Extrait du texte
Jean-Baptiste Andrea – L’art comme rempart contre la tyrannie
>> À l’occasion de La Fête du Livre du Var les 17,18,19 Novembre 2023
Son précédent roman, « Des diables et des saints » était lauréat du Prix des Lecteurs du Var en 2021. Il revient cette année présenter « Veiller sur elle », déjà Prix Fnac et en lice pour le Prix Goncourt, une grande fresque romanesque autour de l’histoire de Mimo et Viola, que tout oppose mais qui ne veulent se séparer, dans une Italie qui bascule dans le fascisme.
Après un pianiste dans votre précédent roman, pourquoi choisir de nouveau un artiste, sculpteur, comme personnage principal ?

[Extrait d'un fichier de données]
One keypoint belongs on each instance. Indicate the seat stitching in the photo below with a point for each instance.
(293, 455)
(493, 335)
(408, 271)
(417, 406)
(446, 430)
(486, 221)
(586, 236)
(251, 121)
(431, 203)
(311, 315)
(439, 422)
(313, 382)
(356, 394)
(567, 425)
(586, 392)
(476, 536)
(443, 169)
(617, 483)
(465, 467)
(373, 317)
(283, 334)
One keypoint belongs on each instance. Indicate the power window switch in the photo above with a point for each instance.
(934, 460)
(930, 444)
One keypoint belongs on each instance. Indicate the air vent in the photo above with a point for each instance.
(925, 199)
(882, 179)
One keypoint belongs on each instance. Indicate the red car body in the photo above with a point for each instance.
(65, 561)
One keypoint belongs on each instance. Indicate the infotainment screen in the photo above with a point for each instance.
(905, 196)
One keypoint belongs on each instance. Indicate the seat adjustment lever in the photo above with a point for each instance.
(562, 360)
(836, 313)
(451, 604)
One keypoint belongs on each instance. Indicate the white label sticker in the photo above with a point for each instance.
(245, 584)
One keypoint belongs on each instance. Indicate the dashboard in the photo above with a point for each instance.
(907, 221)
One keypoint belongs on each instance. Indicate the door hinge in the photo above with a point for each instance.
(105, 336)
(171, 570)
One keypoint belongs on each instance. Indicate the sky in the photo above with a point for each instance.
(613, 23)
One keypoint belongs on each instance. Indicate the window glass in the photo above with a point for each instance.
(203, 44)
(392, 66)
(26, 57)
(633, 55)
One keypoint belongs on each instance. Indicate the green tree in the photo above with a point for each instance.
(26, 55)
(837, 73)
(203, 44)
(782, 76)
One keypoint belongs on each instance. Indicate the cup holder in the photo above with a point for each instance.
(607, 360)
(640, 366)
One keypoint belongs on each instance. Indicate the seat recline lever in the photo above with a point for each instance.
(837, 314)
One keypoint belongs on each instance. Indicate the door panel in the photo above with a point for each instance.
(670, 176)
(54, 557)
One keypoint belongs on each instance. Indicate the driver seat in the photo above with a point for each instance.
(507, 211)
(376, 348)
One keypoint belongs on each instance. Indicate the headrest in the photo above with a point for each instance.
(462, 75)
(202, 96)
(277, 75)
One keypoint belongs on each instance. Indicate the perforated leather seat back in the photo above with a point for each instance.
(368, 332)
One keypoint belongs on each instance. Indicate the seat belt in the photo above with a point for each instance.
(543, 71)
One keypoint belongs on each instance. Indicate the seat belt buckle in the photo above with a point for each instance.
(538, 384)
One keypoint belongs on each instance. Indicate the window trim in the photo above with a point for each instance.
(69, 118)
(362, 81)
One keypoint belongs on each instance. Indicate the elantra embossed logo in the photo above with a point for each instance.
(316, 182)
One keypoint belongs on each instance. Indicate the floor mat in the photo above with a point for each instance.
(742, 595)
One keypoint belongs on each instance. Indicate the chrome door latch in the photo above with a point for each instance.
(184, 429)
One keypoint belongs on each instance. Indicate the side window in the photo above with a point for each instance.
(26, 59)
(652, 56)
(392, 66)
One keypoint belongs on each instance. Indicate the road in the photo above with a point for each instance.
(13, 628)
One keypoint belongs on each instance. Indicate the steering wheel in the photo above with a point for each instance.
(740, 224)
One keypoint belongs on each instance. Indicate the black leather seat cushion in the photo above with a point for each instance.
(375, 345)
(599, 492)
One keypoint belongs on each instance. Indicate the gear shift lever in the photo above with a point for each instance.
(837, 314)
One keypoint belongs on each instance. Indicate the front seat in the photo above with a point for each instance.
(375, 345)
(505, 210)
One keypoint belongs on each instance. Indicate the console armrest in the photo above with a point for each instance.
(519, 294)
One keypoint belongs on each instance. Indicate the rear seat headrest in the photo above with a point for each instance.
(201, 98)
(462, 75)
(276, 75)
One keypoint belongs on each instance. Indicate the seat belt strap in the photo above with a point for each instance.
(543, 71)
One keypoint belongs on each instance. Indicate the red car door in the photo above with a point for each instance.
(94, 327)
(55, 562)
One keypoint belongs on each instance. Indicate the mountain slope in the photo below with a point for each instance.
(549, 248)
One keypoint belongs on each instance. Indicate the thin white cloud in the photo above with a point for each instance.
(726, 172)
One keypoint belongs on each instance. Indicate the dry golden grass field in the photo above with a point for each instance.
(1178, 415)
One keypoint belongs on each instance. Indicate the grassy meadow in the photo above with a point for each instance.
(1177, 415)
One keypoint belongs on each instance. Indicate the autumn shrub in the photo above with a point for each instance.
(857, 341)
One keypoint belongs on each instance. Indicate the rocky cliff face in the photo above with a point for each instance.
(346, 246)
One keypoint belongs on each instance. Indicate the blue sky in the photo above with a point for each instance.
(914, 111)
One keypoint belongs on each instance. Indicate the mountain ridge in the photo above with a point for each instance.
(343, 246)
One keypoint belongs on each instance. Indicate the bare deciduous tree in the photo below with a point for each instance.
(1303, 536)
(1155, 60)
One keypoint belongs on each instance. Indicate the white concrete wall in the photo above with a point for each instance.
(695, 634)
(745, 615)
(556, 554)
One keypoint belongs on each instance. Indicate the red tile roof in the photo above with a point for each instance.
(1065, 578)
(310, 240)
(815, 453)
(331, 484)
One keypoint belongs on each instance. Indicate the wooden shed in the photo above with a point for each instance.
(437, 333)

Consignes à suivre
Restituez s'il vous plaît l'extrait sur Jean-Baptiste Andrea en entier, sans y changer un seul mot.

Résultat attendu
Jean-Baptiste Andrea – L’art comme rempart contre la tyrannie
>> À l’occasion de La Fête du Livre du Var les 17,18,19 Novembre 2023
Son précédent roman, « Des diables et des saints » était lauréat du Prix des Lecteurs du Var en 2021. Il revient cette année présenter « Veiller sur elle », déjà Prix Fnac et en lice pour le Prix Goncourt, une grande fresque romanesque autour de l’histoire de Mimo et Viola, que tout oppose mais qui ne veulent se séparer, dans une Italie qui bascule dans le fascisme.
Après un pianiste dans votre précédent roman, pourquoi choisir de nouveau un artiste, sculpteur, comme personnage principal ?